• **Provided passage**:
This is a RFC series.  Tree is here:

  https://github.com/xzpeter/qemu/tree/preempt-full

It's not complete because there're still something we need to do which will
be attached to the end of this cover letter, however this series can
already safely pass qtest and any of my test.

Comparing to the recently merged preempt mode I called it "preempt-full"
because it threadifies the postcopy channels so now urgent pages can be
fully handled separately outside of the ram save loop.  Sorry to have the
same name as the PREEMPT_FULL in the Linux RT world, it's just that we
needed a name for the capability and it was named as preempt already
anyway..

The existing preempt code has reduced ramdom page req latency over 10Gbps
network from ~12ms to ~500us which has already landed.

This preempt-full series can further reduces that ~500us to ~230us per my
initial test.  More to share below.

• **Dataset content**:

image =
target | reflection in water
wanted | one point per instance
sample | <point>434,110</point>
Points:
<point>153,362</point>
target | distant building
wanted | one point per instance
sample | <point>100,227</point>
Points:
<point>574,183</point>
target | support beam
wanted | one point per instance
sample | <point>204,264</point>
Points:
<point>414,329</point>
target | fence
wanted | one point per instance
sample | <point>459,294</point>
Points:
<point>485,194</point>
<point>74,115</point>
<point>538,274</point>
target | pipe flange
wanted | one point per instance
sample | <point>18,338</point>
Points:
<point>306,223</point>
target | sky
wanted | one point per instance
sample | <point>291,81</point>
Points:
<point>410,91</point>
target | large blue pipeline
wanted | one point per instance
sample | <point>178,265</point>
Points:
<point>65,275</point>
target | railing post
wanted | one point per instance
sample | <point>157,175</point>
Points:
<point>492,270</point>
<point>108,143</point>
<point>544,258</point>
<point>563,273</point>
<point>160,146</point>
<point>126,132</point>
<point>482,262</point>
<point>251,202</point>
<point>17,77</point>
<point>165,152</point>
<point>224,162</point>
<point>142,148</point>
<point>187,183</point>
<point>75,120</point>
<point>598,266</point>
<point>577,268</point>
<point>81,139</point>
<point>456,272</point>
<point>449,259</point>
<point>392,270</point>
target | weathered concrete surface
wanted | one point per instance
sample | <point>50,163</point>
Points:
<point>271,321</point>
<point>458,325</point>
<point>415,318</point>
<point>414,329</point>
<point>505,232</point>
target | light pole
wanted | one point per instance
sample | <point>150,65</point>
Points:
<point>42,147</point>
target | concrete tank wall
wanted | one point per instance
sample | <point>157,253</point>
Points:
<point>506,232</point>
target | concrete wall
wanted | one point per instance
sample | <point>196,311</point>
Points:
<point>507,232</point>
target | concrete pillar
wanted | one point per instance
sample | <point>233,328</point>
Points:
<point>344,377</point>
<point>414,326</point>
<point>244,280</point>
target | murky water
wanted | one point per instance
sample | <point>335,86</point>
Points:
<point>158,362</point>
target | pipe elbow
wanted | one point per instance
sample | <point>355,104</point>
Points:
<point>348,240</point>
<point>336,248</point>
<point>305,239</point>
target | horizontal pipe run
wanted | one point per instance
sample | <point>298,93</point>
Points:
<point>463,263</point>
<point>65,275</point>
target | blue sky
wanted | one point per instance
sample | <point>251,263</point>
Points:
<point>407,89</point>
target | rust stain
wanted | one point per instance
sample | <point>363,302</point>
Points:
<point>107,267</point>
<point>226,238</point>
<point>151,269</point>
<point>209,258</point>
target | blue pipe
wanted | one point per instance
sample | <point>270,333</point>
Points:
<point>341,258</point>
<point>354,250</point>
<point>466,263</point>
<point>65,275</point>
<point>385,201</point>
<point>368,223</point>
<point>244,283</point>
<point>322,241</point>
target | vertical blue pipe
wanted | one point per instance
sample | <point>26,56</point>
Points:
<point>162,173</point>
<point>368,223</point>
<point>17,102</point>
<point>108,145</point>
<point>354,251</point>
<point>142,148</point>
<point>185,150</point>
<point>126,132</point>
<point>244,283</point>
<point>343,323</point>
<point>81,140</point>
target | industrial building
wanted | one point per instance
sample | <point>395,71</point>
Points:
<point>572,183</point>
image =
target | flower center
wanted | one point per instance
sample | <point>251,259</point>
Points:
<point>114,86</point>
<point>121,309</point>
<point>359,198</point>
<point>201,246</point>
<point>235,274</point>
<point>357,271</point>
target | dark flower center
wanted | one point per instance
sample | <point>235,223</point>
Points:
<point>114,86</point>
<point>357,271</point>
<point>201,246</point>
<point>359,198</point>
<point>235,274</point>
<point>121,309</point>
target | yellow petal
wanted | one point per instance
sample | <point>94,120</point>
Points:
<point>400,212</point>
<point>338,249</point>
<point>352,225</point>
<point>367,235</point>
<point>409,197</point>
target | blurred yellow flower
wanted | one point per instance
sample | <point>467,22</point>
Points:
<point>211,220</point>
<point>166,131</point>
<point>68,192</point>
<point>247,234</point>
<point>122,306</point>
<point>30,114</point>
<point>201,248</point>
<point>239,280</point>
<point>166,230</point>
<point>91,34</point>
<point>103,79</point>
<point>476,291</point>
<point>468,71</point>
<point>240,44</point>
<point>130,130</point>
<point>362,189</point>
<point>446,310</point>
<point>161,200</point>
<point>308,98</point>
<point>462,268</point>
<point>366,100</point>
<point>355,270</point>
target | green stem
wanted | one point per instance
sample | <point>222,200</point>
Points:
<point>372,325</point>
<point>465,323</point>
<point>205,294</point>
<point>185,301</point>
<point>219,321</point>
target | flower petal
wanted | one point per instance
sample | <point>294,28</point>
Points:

• **Work instructions**:
#1 Using the cover letter, decide whether each statement agrees with it, answering yes or no and quoting the deciding words: (a) the series can already pass qtest; (b) the earlier preempt mode has not been merged yet; (c) initial testing showed the series lowering latency from about 500us to about 230us.
#2 According to the cover letter, why is the series called "preempt-full"?

• **Problem solutions**:
#1
(a) Yes: "this series can already safely pass qtest and any of my test."
(b) No: "Comparing to the recently merged preempt mode."
(c) Yes: "This preempt-full series can further reduces that ~500us to ~230us per my initial test."

#2 It threadifies the postcopy channels, so urgent pages can now be fully handled separately outside the ram save loop. The word "preempt" was kept because the capability was already named preempt.